- **WORK TO BE COMPLETED**:
Return the run of lines below that opens with the line containing "99L5 97L1 133ZM204" and closes with the line containing "positive clicks: (83, 96)", keeping each one exact.

*** DATA PROVIDED Section Begins ***

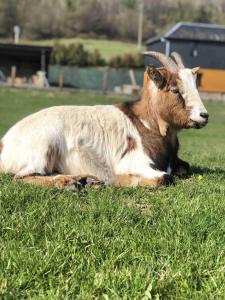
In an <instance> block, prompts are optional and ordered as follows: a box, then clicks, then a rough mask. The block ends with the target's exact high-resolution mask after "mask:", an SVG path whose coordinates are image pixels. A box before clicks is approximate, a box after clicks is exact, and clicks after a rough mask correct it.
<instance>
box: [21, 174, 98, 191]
mask: <svg viewBox="0 0 225 300" xmlns="http://www.w3.org/2000/svg"><path fill="white" fill-rule="evenodd" d="M15 179H16V180H18V181H22V182H25V183H30V184H35V185H45V186H49V187H57V188H66V189H69V190H77V189H80V188H82V187H85V186H99V185H102V184H104V183H103V182H101V181H99V180H98V179H97V178H96V177H94V176H91V175H84V176H74V175H61V174H60V175H52V176H41V175H35V174H33V175H28V176H23V177H22V176H21V177H18V176H17V177H15Z"/></svg>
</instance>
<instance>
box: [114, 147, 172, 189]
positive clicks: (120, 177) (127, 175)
mask: <svg viewBox="0 0 225 300" xmlns="http://www.w3.org/2000/svg"><path fill="white" fill-rule="evenodd" d="M115 171H116V172H115V173H116V178H115V181H114V185H119V186H150V187H158V186H161V185H168V184H170V183H172V176H171V175H169V174H168V173H166V172H163V171H160V170H155V169H154V168H152V167H151V161H150V159H149V158H148V157H147V156H145V155H143V154H142V153H140V152H137V155H136V153H135V151H134V152H133V153H131V154H130V156H128V157H126V158H124V159H123V160H121V161H120V163H119V164H118V165H117V168H116V170H115Z"/></svg>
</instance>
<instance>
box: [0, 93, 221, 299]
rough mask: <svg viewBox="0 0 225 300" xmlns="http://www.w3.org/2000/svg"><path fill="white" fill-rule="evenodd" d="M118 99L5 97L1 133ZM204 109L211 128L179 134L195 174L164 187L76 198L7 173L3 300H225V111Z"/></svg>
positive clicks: (83, 96)
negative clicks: (41, 107)
mask: <svg viewBox="0 0 225 300" xmlns="http://www.w3.org/2000/svg"><path fill="white" fill-rule="evenodd" d="M121 100H122V99H121V98H113V97H106V96H102V95H91V94H81V93H80V94H79V93H74V94H64V93H63V94H57V93H49V92H48V93H45V92H36V91H35V92H30V91H22V90H20V91H16V90H1V91H0V129H1V133H2V132H3V131H5V130H6V128H8V127H9V126H10V125H11V124H12V123H14V122H15V121H16V120H17V119H20V118H21V117H22V116H24V115H26V114H28V113H29V112H33V111H36V110H38V109H39V108H41V107H45V106H49V105H54V104H56V105H58V104H66V103H68V104H80V103H90V104H93V103H109V102H110V103H111V102H118V101H121ZM207 108H208V110H209V112H210V122H209V125H208V126H207V127H206V128H204V129H202V130H187V131H183V132H182V133H181V134H180V137H181V157H182V158H183V159H186V160H188V161H189V162H190V163H191V165H192V172H193V174H192V176H190V177H189V178H188V179H178V178H176V179H175V184H174V185H172V186H170V187H167V188H160V189H158V190H154V189H148V188H130V189H129V188H112V187H104V188H100V189H98V190H96V189H86V190H83V191H81V192H77V193H72V192H68V191H62V190H57V189H47V188H41V187H36V186H29V185H23V184H19V183H16V182H14V181H13V180H12V177H11V176H10V175H1V177H0V181H1V186H0V298H1V299H35V300H36V299H51V300H52V299H225V296H224V295H225V218H224V216H225V136H224V128H225V106H224V105H222V104H208V105H207ZM199 175H202V176H203V178H202V179H201V178H200V177H199Z"/></svg>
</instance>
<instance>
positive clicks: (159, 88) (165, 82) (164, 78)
mask: <svg viewBox="0 0 225 300" xmlns="http://www.w3.org/2000/svg"><path fill="white" fill-rule="evenodd" d="M146 71H147V74H148V76H149V78H150V79H151V80H152V81H153V82H154V83H155V84H156V86H157V87H158V88H159V89H160V90H161V89H163V88H164V87H165V85H166V79H165V78H164V77H163V76H162V74H161V73H160V72H159V71H158V70H157V68H156V67H155V66H153V65H150V66H148V67H147V70H146Z"/></svg>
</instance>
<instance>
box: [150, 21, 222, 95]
mask: <svg viewBox="0 0 225 300" xmlns="http://www.w3.org/2000/svg"><path fill="white" fill-rule="evenodd" d="M146 47H147V50H151V51H159V52H163V53H165V54H166V55H170V53H171V52H172V51H177V52H178V53H180V54H181V56H182V58H183V61H184V63H185V65H186V66H187V67H190V68H191V67H196V66H200V67H201V69H200V71H199V75H198V85H199V90H200V91H202V92H221V93H225V26H221V25H216V24H201V23H188V22H180V23H177V24H176V25H175V26H174V27H172V28H171V29H170V30H169V31H167V32H165V33H163V34H161V35H159V36H156V37H154V38H151V39H149V40H148V41H147V42H146ZM149 63H155V61H153V59H151V58H146V64H149Z"/></svg>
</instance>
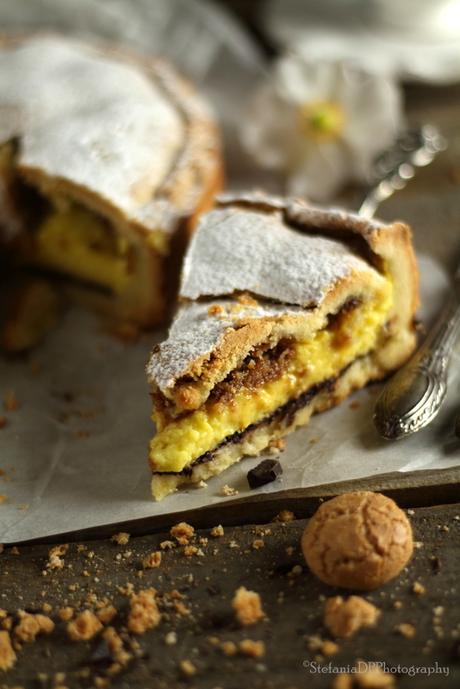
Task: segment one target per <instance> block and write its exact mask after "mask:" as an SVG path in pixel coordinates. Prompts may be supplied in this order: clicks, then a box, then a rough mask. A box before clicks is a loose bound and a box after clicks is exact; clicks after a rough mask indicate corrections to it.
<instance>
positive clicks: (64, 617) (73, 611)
mask: <svg viewBox="0 0 460 689" xmlns="http://www.w3.org/2000/svg"><path fill="white" fill-rule="evenodd" d="M74 613H75V611H74V609H73V608H71V607H70V606H66V607H64V608H60V609H59V610H58V617H59V619H60V620H62V621H63V622H68V621H69V620H71V619H72V617H73V616H74Z"/></svg>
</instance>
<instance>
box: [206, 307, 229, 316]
mask: <svg viewBox="0 0 460 689" xmlns="http://www.w3.org/2000/svg"><path fill="white" fill-rule="evenodd" d="M223 313H225V311H224V308H223V306H221V305H220V304H211V306H210V307H209V308H208V316H221V315H222V314H223Z"/></svg>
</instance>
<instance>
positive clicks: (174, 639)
mask: <svg viewBox="0 0 460 689" xmlns="http://www.w3.org/2000/svg"><path fill="white" fill-rule="evenodd" d="M165 644H166V645H167V646H175V645H176V644H177V634H176V632H168V633H167V634H166V636H165Z"/></svg>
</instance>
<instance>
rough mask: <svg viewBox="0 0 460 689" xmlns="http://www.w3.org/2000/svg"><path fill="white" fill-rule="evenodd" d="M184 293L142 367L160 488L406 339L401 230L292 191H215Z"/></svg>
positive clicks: (273, 425) (257, 452) (269, 431)
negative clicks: (169, 324) (171, 319)
mask: <svg viewBox="0 0 460 689" xmlns="http://www.w3.org/2000/svg"><path fill="white" fill-rule="evenodd" d="M180 298H181V304H180V307H179V309H178V312H177V314H176V316H175V319H174V321H173V323H172V326H171V329H170V332H169V336H168V338H167V340H166V341H165V342H163V343H162V344H160V345H159V346H157V348H156V349H155V350H154V351H153V353H152V356H151V359H150V362H149V364H148V367H147V373H148V378H149V383H150V386H151V394H152V399H153V419H154V421H155V424H156V435H155V436H154V438H153V440H152V442H151V445H150V464H151V468H152V472H153V480H152V492H153V495H154V497H155V498H157V499H161V498H163V497H164V496H165V495H167V494H168V493H171V492H172V491H174V490H175V489H176V488H177V487H178V486H179V485H181V484H187V483H195V484H196V483H199V482H200V481H203V480H206V479H208V478H209V477H211V476H213V475H216V474H219V473H220V472H222V471H224V469H226V468H227V467H229V466H230V465H231V464H233V463H235V462H238V461H239V460H240V459H241V458H242V457H243V456H244V455H256V454H258V453H260V452H261V451H262V450H264V449H265V448H267V447H268V446H270V445H271V444H272V443H274V442H275V443H276V441H278V440H279V439H280V438H281V437H283V436H285V435H286V434H287V433H289V432H290V431H292V430H294V429H295V428H296V427H298V426H302V425H304V424H306V423H307V422H308V421H309V419H310V416H311V415H312V414H313V413H315V412H319V411H323V410H326V409H328V408H329V407H332V406H333V405H336V404H338V403H339V402H340V401H341V400H343V399H344V398H345V397H346V396H347V395H349V394H350V393H351V392H352V390H354V389H356V388H360V387H362V386H363V385H365V384H366V383H367V382H369V381H371V380H377V379H379V378H382V377H384V376H386V375H387V374H388V373H389V372H390V371H392V370H393V369H395V368H397V367H398V366H400V365H401V364H402V363H403V362H404V361H405V359H407V357H408V356H409V355H410V354H411V352H412V351H413V349H414V346H415V343H416V336H415V331H414V313H415V310H416V307H417V303H418V274H417V268H416V262H415V257H414V251H413V247H412V242H411V232H410V230H409V228H408V227H407V226H406V225H404V224H402V223H400V222H395V223H392V224H384V223H382V222H378V221H375V220H367V219H364V218H361V217H359V216H357V215H354V214H352V213H348V212H346V211H341V210H324V209H321V208H315V207H312V206H309V205H307V204H305V203H302V202H300V201H297V200H289V199H288V200H285V199H279V198H272V197H265V196H263V195H246V196H241V197H231V196H230V197H229V196H227V197H221V199H220V200H219V202H218V205H217V207H216V208H215V210H212V211H211V212H209V213H208V214H206V215H205V216H203V217H202V219H201V221H200V223H199V226H198V228H197V231H196V233H195V234H194V236H193V239H192V241H191V243H190V245H189V248H188V251H187V254H186V257H185V263H184V267H183V273H182V282H181V288H180Z"/></svg>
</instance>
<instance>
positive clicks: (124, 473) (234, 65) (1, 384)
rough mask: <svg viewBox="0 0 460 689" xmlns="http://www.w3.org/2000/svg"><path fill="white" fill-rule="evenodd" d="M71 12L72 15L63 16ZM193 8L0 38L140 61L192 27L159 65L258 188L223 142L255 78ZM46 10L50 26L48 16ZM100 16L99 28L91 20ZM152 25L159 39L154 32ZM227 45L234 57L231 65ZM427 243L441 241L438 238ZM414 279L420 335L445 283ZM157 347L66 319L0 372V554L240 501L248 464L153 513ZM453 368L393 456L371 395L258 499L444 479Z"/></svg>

*** DATA PROVIDED Section Ends ***

- **PROBLEM SOLUTION**:
rough mask: <svg viewBox="0 0 225 300" xmlns="http://www.w3.org/2000/svg"><path fill="white" fill-rule="evenodd" d="M118 99L5 97L1 133ZM204 109L211 128L179 134L195 174L164 187L76 198L7 173L3 300H225V111Z"/></svg>
positive clicks: (83, 96)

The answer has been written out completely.